[Saved entries]
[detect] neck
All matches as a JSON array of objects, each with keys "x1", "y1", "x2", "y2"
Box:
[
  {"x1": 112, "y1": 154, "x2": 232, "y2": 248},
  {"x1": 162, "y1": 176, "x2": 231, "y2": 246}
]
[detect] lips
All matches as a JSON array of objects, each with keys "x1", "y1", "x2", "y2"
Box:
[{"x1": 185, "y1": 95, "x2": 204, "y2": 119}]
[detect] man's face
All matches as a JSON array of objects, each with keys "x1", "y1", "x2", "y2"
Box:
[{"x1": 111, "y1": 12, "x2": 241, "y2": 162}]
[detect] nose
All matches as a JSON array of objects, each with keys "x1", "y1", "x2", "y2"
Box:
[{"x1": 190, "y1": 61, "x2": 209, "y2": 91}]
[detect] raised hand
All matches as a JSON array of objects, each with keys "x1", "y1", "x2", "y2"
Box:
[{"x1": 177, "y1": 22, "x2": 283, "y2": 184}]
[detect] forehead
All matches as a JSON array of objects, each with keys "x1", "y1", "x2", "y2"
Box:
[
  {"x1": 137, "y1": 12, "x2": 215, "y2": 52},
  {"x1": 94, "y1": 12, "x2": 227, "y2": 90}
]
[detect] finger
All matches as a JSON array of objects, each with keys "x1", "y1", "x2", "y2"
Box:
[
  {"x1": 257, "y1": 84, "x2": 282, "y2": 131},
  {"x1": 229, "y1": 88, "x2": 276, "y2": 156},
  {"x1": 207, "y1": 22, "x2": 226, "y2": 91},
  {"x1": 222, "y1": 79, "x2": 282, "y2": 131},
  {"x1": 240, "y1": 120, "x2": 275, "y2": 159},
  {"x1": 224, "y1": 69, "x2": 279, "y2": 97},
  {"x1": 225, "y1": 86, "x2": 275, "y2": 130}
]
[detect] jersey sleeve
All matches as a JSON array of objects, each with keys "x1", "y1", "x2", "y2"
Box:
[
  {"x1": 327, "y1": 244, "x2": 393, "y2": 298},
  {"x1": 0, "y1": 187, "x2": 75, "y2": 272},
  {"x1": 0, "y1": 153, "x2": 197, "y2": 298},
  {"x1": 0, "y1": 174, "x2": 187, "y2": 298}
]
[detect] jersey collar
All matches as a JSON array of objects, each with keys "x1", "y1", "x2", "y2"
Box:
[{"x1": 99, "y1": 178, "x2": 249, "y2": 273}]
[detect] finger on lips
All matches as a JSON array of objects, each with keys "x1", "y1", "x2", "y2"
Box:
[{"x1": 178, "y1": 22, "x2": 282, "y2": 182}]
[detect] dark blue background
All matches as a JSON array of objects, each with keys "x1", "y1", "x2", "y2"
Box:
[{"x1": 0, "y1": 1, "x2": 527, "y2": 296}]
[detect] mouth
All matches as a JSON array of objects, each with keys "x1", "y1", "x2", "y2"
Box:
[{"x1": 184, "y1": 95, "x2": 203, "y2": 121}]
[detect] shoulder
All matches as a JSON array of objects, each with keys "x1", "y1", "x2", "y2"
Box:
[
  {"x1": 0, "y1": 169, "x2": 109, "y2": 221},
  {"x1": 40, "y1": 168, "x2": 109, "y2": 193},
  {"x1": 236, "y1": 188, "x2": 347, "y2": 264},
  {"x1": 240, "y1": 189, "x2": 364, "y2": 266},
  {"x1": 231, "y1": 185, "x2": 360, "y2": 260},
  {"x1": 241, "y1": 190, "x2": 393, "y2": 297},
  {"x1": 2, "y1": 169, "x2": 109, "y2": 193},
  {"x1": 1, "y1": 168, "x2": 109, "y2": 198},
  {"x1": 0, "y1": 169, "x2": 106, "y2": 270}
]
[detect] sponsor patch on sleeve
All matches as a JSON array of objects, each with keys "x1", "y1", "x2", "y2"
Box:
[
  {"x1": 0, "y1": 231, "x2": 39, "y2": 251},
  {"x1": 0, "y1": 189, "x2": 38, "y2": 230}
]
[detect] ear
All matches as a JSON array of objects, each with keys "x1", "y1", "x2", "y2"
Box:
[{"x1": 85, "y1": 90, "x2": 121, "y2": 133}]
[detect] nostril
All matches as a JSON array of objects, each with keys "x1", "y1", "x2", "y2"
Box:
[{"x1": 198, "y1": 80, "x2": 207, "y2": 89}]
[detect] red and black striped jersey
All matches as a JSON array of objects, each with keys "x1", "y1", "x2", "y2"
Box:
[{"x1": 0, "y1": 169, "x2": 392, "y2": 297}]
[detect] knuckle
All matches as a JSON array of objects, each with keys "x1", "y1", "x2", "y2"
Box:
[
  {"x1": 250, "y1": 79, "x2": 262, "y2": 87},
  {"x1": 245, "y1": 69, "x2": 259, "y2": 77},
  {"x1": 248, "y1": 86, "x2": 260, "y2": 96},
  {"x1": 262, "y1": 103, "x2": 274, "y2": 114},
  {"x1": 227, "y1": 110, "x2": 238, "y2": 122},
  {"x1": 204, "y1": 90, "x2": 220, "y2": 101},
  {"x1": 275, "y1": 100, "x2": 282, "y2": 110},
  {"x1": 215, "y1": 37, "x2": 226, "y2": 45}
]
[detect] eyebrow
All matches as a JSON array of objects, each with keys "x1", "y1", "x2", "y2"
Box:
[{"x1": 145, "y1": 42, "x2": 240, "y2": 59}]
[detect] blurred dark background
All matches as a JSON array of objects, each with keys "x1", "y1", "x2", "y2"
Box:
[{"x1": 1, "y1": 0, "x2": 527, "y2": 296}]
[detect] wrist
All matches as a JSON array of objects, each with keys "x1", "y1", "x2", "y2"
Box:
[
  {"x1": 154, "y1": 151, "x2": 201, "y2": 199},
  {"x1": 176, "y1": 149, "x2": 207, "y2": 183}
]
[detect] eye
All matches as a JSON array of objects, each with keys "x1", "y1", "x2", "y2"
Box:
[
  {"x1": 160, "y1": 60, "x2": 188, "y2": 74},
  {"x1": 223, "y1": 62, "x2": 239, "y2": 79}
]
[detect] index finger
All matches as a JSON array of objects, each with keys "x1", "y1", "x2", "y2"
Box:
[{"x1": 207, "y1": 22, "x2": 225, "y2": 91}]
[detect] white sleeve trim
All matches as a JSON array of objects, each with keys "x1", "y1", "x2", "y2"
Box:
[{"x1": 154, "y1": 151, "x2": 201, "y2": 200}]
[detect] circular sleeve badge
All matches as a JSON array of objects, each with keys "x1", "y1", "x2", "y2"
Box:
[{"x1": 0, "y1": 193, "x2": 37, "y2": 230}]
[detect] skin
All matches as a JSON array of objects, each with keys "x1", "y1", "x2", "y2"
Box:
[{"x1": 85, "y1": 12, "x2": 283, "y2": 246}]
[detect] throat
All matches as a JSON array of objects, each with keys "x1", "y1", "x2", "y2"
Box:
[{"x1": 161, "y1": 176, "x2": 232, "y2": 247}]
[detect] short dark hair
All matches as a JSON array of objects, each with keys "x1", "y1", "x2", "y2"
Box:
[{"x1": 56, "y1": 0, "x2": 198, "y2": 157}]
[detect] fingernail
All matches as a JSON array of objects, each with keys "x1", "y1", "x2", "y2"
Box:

YOUR ASSIGNMENT -
Extract all of the data above without altering anything.

WRITTEN ANSWER -
[detect] neck
All matches as a JSON array of objects, each with keys "x1", "y1", "x2", "y2"
Box:
[
  {"x1": 112, "y1": 154, "x2": 232, "y2": 248},
  {"x1": 162, "y1": 176, "x2": 231, "y2": 246}
]
[detect] lips
All matches as a JSON array of objects, each with keys "x1", "y1", "x2", "y2"
Box:
[{"x1": 185, "y1": 95, "x2": 204, "y2": 119}]
[detect] man's face
All matches as a JSON array of objects, each with keys "x1", "y1", "x2", "y2"
Box:
[{"x1": 111, "y1": 12, "x2": 241, "y2": 162}]
[detect] nose
All matches as a JSON array of objects, each with keys "x1", "y1", "x2", "y2"
Box:
[{"x1": 190, "y1": 61, "x2": 209, "y2": 91}]
[detect] raised hand
All matches as a JSON array of objects, each with keys "x1", "y1", "x2", "y2"
Box:
[{"x1": 177, "y1": 22, "x2": 283, "y2": 184}]
[detect] forehead
All matches as a JSON array of objects, each with keys "x1", "y1", "x2", "y2"
Box:
[
  {"x1": 137, "y1": 12, "x2": 215, "y2": 52},
  {"x1": 94, "y1": 12, "x2": 227, "y2": 90}
]
[detect] finger
All matches as a JSON array of objects, each with keys "x1", "y1", "x2", "y2"
Box:
[
  {"x1": 257, "y1": 84, "x2": 282, "y2": 131},
  {"x1": 229, "y1": 88, "x2": 276, "y2": 156},
  {"x1": 207, "y1": 22, "x2": 226, "y2": 91},
  {"x1": 222, "y1": 79, "x2": 282, "y2": 131},
  {"x1": 240, "y1": 120, "x2": 275, "y2": 159},
  {"x1": 224, "y1": 69, "x2": 279, "y2": 97},
  {"x1": 225, "y1": 86, "x2": 275, "y2": 130}
]
[detect] jersey sleeve
All matches as a JSON array of objects, each with keys "x1", "y1", "x2", "y2"
Box:
[
  {"x1": 327, "y1": 244, "x2": 393, "y2": 298},
  {"x1": 0, "y1": 187, "x2": 75, "y2": 272},
  {"x1": 0, "y1": 153, "x2": 197, "y2": 298},
  {"x1": 0, "y1": 174, "x2": 187, "y2": 298}
]
[detect] jersey collar
All matches as a JSON array of objects, each with keys "x1", "y1", "x2", "y2"
Box:
[{"x1": 99, "y1": 178, "x2": 249, "y2": 273}]
[detect] finger on lips
All matches as a JSON array of objects, each with keys "x1", "y1", "x2", "y2"
Box:
[{"x1": 178, "y1": 22, "x2": 282, "y2": 182}]
[detect] dark blue background
All matches as a JSON array of objects, each with keys "x1", "y1", "x2", "y2"
Box:
[{"x1": 0, "y1": 1, "x2": 527, "y2": 296}]
[detect] mouth
All matches as a JSON array of objects, each with keys "x1", "y1", "x2", "y2"
Box:
[{"x1": 184, "y1": 95, "x2": 203, "y2": 121}]
[detect] shoulder
All matches as a JSON array of objects, each with keys "x1", "y1", "x2", "y2"
Box:
[
  {"x1": 0, "y1": 169, "x2": 109, "y2": 221},
  {"x1": 40, "y1": 168, "x2": 109, "y2": 193},
  {"x1": 236, "y1": 188, "x2": 347, "y2": 264},
  {"x1": 240, "y1": 189, "x2": 364, "y2": 266},
  {"x1": 231, "y1": 185, "x2": 360, "y2": 260},
  {"x1": 241, "y1": 190, "x2": 393, "y2": 297},
  {"x1": 2, "y1": 169, "x2": 109, "y2": 193},
  {"x1": 1, "y1": 168, "x2": 109, "y2": 198},
  {"x1": 0, "y1": 169, "x2": 106, "y2": 270}
]
[detect] sponsor patch on sleeve
All matches as a JSON array of objects, each with keys "x1", "y1", "x2", "y2"
Box:
[
  {"x1": 0, "y1": 231, "x2": 39, "y2": 251},
  {"x1": 0, "y1": 189, "x2": 38, "y2": 230}
]
[detect] ear
All matches as a JSON array of objects, each with keys "x1", "y1", "x2", "y2"
Box:
[{"x1": 85, "y1": 90, "x2": 121, "y2": 133}]
[detect] nostril
All matches as a JSON array of objects, each with keys "x1", "y1", "x2", "y2"
Box:
[{"x1": 198, "y1": 80, "x2": 207, "y2": 89}]
[detect] red and black striped jersey
All matches as a JSON array of objects, each with keys "x1", "y1", "x2", "y2"
Box:
[{"x1": 0, "y1": 169, "x2": 392, "y2": 297}]
[detect] knuckle
All matches as a JSON array of objects, each with keys "x1", "y1", "x2", "y2"
Box:
[
  {"x1": 250, "y1": 79, "x2": 262, "y2": 87},
  {"x1": 245, "y1": 69, "x2": 259, "y2": 77},
  {"x1": 248, "y1": 86, "x2": 260, "y2": 96},
  {"x1": 262, "y1": 103, "x2": 274, "y2": 114},
  {"x1": 227, "y1": 110, "x2": 238, "y2": 122},
  {"x1": 204, "y1": 90, "x2": 220, "y2": 101},
  {"x1": 275, "y1": 100, "x2": 282, "y2": 110},
  {"x1": 215, "y1": 37, "x2": 226, "y2": 45}
]
[detect] eyebrow
All matches as a JSON array of objects, each with keys "x1", "y1", "x2", "y2"
Box:
[{"x1": 145, "y1": 42, "x2": 240, "y2": 59}]
[detect] blurred dark background
All matches as a JSON array of objects, each with keys "x1", "y1", "x2", "y2"
Box:
[{"x1": 1, "y1": 0, "x2": 527, "y2": 296}]
[detect] wrist
All matches as a JSON array of objects, each with keys "x1", "y1", "x2", "y2"
Box:
[
  {"x1": 154, "y1": 151, "x2": 201, "y2": 199},
  {"x1": 176, "y1": 149, "x2": 207, "y2": 183}
]
[detect] eye
All matches as a JSON array of objects, each with keys "x1", "y1", "x2", "y2"
Box:
[
  {"x1": 160, "y1": 60, "x2": 188, "y2": 74},
  {"x1": 223, "y1": 62, "x2": 239, "y2": 79}
]
[detect] index finger
All matches as a JSON array of objects, each with keys "x1", "y1", "x2", "y2"
Box:
[{"x1": 207, "y1": 22, "x2": 225, "y2": 91}]
[detect] white sleeve trim
All matches as a JSON array of objects, each with keys "x1", "y1", "x2", "y2"
Box:
[{"x1": 154, "y1": 151, "x2": 201, "y2": 200}]
[detect] circular sleeve badge
All matches as a JSON array of objects, each with keys "x1", "y1", "x2", "y2"
Box:
[{"x1": 0, "y1": 193, "x2": 37, "y2": 230}]
[detect] skin
All matches as a JSON array of objects, each with keys "x1", "y1", "x2", "y2"
Box:
[{"x1": 85, "y1": 12, "x2": 283, "y2": 246}]
[detect] throat
All matches as a JSON array of objects, each with keys "x1", "y1", "x2", "y2"
Box:
[{"x1": 161, "y1": 176, "x2": 232, "y2": 247}]
[detect] short dark hair
All matches as a JSON array of objects, each with keys "x1", "y1", "x2", "y2"
Box:
[{"x1": 56, "y1": 0, "x2": 198, "y2": 157}]
[detect] fingernail
All matches as a JSON array of objects, each with keys "x1", "y1", "x2", "y2"
Box:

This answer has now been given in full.